- [EXCERPT TO READ]:
>> START

Why does paying into your company pension matter? by Tom Wilson

Portrait of Mike Stringer, Senior Group Risk Consultant

As a financial adviser, I often hear this question from clients. It’s a good one — and if you are fortunate enough that your employer offers a pension, there are many compelling reasons to consider saving into your Group Personal Pension (GPP).

First of all, let’s talk about the immediate benefits….

When you contribute to your GPP, you’re effectively giving yourself a pay rise. How? Depending on your employer, it could be that your contributions are made from your gross salary before tax is deducted. This could mean that you’re paying less income tax overall.

But it gets better. Many employers offer to match your contributions up to a certain percentage. This is essentially free money. If you’re not taking full advantage of this, you’re leaving money on the table.

There’s also the long-term view to consider. Pensions are designed for long-term growth, and the power of compound interest over decades can be substantial. The earlier you start and the more you contribute, the greater the potential for your pension pot to grow.

Let’s not forget about the annual allowance. Each tax year, you can contribute up to £50,000 or 100% of your earnings* (whichever is lower) to your pension while still receiving tax relief. This is a significant opportunity for tax-efficient saving.

>> END

- [CHALLENGE]: Decide whether each statement agrees with the pension article: (a) employer matching of contributions has no upper limit; (b) starting earlier increases the potential growth of the pension pot; (c) contributions always come from gross salary before tax. Answer yes or no for each and quote the deciding words from the article.

- [SUPPLIED INFORMATION]:
>> START

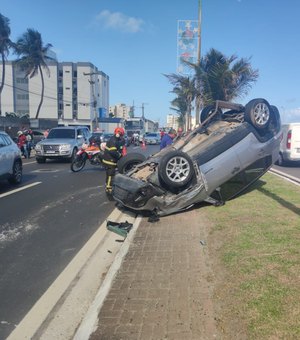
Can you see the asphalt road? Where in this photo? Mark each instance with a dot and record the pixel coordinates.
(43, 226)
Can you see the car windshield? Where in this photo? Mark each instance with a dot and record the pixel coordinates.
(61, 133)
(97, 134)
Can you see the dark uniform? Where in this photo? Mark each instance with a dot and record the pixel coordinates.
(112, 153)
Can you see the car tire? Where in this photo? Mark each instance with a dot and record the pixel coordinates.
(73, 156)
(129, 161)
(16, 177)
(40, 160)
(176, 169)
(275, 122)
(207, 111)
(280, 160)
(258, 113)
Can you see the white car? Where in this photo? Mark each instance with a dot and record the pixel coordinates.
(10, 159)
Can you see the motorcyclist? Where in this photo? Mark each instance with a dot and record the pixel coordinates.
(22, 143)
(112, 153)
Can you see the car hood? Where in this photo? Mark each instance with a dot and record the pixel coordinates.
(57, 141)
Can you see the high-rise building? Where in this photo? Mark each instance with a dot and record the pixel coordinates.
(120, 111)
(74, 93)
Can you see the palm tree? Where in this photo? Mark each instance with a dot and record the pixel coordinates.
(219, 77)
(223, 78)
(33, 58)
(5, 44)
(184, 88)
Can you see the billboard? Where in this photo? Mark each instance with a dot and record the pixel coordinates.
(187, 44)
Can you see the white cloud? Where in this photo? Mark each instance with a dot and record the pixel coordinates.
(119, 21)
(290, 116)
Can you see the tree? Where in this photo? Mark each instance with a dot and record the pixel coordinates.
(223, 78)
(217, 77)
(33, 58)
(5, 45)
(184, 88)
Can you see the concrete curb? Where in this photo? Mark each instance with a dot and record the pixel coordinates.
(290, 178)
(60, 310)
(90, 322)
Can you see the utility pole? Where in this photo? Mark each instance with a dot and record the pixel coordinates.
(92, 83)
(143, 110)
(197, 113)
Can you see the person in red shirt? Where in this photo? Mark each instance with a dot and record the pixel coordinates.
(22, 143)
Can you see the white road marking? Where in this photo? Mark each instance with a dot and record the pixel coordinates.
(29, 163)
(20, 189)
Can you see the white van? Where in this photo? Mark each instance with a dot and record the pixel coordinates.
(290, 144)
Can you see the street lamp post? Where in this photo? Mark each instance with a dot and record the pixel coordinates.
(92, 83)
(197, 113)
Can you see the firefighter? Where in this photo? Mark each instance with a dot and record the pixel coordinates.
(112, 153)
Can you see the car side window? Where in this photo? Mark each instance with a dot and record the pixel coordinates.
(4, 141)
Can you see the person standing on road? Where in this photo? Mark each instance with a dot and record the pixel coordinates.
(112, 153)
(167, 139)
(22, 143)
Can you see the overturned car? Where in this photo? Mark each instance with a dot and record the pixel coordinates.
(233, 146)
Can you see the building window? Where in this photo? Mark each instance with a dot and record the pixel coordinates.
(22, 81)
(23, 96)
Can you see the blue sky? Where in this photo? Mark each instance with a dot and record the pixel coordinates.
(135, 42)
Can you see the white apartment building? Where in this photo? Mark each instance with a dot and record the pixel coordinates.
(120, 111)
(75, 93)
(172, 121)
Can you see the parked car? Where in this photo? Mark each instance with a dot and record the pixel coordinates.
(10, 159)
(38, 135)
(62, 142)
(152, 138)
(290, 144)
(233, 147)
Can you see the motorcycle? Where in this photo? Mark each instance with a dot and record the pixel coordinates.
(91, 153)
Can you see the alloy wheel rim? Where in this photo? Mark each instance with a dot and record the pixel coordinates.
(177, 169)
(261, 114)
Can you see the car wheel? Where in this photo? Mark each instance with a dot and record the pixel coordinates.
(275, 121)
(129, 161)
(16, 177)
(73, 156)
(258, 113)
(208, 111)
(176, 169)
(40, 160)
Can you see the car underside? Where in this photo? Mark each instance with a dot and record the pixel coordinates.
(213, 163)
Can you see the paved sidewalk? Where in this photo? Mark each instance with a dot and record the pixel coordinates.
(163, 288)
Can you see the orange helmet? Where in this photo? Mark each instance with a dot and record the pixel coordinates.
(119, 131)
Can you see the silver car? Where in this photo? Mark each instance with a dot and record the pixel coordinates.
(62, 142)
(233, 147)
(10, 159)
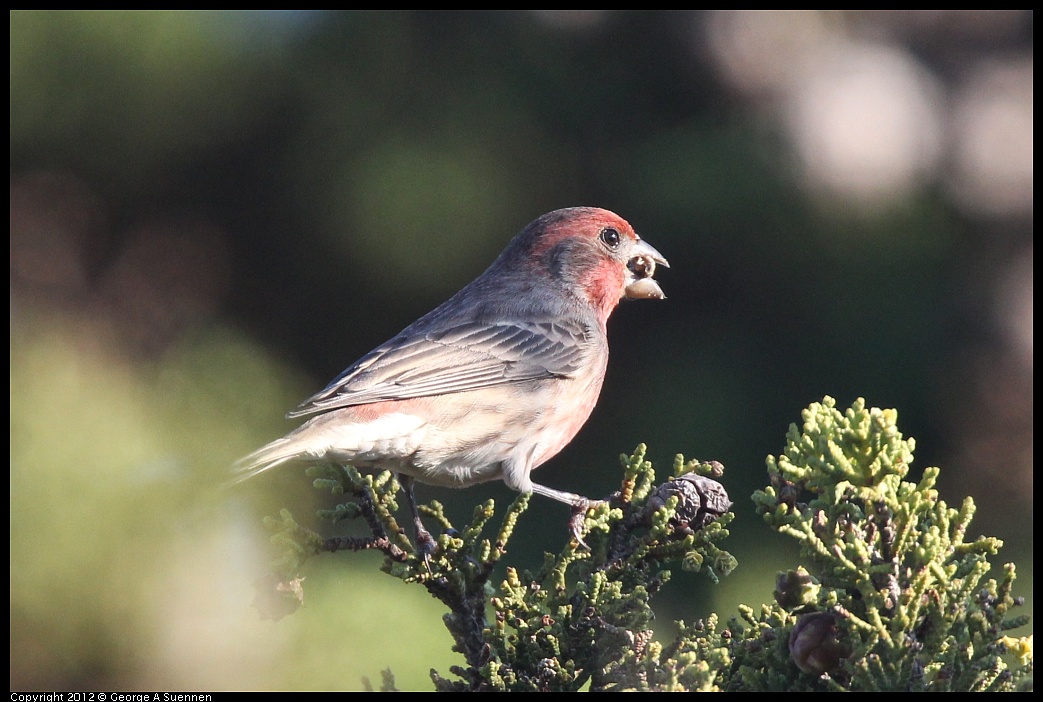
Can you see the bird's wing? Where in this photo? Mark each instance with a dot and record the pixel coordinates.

>> END

- [FINAL ANSWER]:
(a) No: "Many employers offer to match your contributions up to a certain percentage."
(b) Yes: "The earlier you start and the more you contribute, the greater the potential for your pension pot to grow."
(c) No: "Depending on your employer, it could be that your contributions are made from your gross salary before tax is deducted."